▸ **WHAT THIS TASK INVOLVES**
Count the lines in the records below that contain the word "blue", matching case exactly, and give only the number.

[Records of labeled points]
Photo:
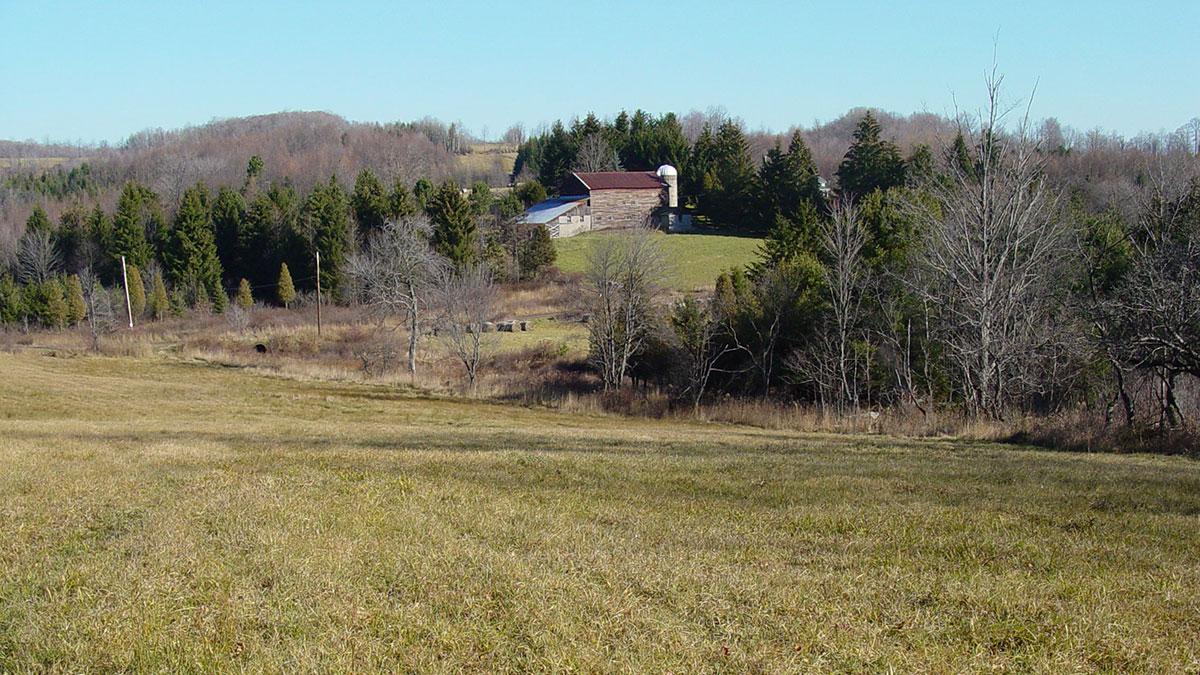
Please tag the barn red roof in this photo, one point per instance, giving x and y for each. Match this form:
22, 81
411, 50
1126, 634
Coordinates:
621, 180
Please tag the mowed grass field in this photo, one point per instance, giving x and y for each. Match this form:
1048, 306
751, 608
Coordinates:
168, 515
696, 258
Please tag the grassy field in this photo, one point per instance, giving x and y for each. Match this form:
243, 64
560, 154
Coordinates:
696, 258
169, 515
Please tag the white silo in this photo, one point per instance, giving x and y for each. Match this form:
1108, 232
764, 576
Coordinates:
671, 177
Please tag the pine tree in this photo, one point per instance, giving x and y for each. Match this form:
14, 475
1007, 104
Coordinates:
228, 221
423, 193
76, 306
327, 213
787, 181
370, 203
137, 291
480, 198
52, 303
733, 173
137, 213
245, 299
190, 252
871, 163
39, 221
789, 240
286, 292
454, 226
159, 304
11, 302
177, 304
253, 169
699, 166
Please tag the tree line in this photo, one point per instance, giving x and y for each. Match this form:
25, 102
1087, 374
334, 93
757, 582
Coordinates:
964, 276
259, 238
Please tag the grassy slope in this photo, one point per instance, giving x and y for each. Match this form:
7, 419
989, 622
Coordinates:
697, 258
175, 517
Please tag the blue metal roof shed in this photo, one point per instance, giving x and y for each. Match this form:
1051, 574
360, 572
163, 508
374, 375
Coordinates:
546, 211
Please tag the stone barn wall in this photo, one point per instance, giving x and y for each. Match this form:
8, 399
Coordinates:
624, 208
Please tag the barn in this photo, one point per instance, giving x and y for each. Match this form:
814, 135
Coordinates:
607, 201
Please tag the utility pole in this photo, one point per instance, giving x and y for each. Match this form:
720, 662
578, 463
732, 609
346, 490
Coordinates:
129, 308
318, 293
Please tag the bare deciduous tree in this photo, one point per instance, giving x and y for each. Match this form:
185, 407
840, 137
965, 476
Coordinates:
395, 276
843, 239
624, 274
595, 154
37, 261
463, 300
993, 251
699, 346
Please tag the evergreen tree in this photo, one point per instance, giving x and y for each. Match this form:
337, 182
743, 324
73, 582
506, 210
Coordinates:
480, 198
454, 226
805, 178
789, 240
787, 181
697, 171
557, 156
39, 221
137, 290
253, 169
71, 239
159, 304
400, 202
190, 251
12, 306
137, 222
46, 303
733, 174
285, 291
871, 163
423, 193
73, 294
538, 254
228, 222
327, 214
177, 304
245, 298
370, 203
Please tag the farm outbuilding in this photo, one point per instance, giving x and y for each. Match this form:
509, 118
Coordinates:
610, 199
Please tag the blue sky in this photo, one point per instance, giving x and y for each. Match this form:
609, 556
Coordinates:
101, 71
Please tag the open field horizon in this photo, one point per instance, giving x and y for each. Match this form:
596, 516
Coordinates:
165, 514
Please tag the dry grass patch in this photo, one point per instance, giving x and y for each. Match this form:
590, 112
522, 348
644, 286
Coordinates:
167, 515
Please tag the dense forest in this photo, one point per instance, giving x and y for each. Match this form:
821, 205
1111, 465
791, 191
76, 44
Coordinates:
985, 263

--

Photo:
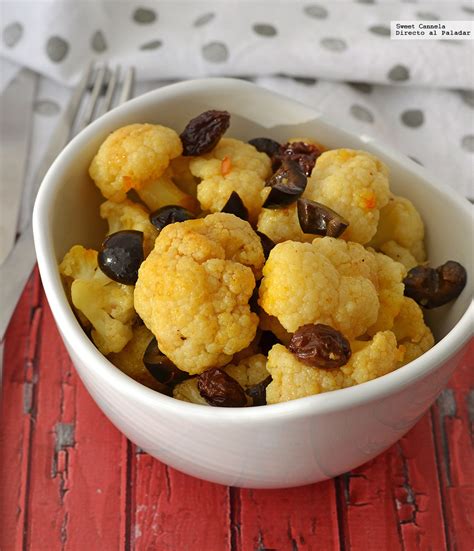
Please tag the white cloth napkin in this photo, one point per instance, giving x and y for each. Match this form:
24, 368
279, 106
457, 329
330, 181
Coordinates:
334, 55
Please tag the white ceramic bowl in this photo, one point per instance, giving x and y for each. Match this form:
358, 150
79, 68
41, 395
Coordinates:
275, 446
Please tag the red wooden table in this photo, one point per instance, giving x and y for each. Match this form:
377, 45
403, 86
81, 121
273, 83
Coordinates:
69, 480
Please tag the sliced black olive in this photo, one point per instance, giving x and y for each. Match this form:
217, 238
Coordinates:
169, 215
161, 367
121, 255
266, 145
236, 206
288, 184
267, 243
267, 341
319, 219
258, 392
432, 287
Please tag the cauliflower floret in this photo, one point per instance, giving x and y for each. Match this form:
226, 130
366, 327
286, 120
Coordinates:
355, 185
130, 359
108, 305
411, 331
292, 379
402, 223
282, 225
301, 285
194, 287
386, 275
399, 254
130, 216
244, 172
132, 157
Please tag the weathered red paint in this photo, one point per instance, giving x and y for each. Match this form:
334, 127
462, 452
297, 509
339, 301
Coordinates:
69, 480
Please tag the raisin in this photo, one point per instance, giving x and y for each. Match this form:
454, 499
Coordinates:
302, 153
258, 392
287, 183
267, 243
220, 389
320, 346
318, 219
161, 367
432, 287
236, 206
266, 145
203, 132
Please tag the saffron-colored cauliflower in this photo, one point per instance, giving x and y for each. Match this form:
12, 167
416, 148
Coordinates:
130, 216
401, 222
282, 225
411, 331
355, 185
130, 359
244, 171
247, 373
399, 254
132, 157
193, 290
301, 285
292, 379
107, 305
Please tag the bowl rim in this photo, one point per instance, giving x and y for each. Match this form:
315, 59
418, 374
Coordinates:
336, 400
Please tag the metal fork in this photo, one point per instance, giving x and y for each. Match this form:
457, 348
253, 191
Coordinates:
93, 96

▸ **ANSWER IN FULL**
2